[Begin Records for processing]

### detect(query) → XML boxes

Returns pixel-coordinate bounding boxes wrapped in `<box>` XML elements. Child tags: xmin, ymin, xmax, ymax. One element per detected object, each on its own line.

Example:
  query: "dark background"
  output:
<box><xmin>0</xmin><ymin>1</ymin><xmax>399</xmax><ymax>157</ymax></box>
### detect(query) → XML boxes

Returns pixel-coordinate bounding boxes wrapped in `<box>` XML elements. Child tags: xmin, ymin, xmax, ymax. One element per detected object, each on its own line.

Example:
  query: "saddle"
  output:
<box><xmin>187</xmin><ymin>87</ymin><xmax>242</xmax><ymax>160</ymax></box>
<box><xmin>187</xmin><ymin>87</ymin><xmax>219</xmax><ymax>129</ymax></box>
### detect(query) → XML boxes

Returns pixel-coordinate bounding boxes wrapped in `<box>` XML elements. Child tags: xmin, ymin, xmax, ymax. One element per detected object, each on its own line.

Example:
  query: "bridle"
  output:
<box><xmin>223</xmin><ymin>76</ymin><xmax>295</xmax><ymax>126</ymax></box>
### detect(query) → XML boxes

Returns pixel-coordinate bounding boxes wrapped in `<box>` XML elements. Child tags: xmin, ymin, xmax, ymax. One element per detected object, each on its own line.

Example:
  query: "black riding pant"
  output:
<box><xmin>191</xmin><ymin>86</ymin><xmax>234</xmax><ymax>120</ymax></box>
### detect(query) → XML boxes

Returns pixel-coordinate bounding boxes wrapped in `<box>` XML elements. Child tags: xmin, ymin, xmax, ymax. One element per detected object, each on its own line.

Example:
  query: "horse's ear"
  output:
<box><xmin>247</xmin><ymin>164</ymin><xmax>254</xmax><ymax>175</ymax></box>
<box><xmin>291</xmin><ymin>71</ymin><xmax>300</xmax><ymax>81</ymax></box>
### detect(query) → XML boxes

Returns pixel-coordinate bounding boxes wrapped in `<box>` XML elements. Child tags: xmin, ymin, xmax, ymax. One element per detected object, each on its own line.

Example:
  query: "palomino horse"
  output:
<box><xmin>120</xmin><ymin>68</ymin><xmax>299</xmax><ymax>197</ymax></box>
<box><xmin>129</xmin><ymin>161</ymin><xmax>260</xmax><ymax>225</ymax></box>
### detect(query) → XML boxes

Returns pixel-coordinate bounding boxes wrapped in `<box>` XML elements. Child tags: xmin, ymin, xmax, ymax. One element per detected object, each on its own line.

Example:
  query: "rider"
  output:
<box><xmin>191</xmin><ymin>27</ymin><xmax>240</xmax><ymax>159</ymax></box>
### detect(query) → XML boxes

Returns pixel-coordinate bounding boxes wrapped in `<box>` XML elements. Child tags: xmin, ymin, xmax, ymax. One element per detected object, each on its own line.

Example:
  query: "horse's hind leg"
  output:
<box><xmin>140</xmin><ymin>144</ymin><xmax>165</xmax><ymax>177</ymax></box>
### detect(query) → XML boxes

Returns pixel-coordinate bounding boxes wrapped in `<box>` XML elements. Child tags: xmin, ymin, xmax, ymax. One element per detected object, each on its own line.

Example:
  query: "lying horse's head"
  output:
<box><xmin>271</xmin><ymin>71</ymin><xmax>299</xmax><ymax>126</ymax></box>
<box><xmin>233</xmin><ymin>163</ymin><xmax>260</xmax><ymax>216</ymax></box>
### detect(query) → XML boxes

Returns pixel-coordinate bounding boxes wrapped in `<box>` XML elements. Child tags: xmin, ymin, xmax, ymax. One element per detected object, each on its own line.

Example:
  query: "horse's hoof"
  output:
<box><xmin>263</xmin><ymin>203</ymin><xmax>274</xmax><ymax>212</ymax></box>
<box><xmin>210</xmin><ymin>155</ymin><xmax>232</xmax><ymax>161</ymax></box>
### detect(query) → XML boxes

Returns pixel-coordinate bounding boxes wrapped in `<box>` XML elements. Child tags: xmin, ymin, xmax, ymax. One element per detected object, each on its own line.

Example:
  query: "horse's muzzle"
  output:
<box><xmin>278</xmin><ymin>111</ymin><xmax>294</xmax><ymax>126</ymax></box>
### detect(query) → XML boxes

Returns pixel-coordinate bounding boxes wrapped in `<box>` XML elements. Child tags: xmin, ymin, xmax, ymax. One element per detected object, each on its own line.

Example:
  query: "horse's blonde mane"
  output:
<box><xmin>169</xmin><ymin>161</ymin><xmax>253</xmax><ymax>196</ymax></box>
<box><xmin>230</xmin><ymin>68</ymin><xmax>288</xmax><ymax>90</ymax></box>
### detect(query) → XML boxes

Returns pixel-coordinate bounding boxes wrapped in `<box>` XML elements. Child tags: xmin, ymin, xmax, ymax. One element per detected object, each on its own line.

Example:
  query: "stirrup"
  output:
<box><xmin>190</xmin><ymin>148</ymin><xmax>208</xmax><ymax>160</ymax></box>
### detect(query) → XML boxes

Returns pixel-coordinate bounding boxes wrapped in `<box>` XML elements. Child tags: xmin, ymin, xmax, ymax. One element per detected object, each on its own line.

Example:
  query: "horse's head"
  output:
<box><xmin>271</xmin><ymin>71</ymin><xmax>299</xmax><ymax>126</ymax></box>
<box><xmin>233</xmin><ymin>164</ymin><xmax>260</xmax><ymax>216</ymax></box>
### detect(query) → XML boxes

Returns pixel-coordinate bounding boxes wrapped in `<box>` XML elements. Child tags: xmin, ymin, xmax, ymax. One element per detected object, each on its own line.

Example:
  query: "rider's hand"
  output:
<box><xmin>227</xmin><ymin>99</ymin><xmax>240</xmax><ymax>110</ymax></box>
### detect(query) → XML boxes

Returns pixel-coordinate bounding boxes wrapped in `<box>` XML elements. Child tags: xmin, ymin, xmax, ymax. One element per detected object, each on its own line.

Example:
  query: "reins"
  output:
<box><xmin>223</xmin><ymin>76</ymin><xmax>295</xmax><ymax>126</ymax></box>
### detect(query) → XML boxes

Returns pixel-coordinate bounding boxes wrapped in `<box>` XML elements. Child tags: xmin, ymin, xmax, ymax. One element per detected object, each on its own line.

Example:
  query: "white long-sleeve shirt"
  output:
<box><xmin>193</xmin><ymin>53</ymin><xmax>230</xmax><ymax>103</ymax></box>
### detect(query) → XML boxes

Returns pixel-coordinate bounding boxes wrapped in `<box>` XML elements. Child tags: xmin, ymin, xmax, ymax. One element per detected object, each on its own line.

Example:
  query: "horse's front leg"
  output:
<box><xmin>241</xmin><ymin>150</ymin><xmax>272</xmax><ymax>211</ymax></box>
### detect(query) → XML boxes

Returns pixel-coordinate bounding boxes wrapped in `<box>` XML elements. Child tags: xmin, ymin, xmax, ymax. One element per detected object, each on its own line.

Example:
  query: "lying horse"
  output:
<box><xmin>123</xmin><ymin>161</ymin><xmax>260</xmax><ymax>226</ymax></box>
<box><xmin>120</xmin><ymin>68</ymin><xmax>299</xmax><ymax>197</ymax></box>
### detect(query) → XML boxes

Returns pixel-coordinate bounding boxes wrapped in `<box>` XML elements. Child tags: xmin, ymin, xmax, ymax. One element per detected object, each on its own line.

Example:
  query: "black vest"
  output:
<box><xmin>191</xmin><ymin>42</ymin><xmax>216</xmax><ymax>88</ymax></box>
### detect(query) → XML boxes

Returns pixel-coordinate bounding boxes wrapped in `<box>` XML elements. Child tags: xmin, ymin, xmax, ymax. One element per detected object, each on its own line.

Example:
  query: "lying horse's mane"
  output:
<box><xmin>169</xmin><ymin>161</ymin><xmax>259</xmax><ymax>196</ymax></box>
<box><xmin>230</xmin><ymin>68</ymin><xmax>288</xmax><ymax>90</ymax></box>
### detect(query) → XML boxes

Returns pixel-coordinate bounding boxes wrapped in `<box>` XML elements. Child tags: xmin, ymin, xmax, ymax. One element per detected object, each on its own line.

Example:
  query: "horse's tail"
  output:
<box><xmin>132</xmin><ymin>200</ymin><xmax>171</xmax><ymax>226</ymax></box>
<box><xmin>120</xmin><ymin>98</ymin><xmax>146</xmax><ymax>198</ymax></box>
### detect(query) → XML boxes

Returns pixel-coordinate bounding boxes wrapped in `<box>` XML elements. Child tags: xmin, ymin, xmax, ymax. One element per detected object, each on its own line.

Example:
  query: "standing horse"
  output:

[End Records for processing]

Your objective
How many lines above contain the string "head"? Give only the number.

Result of the exercise
2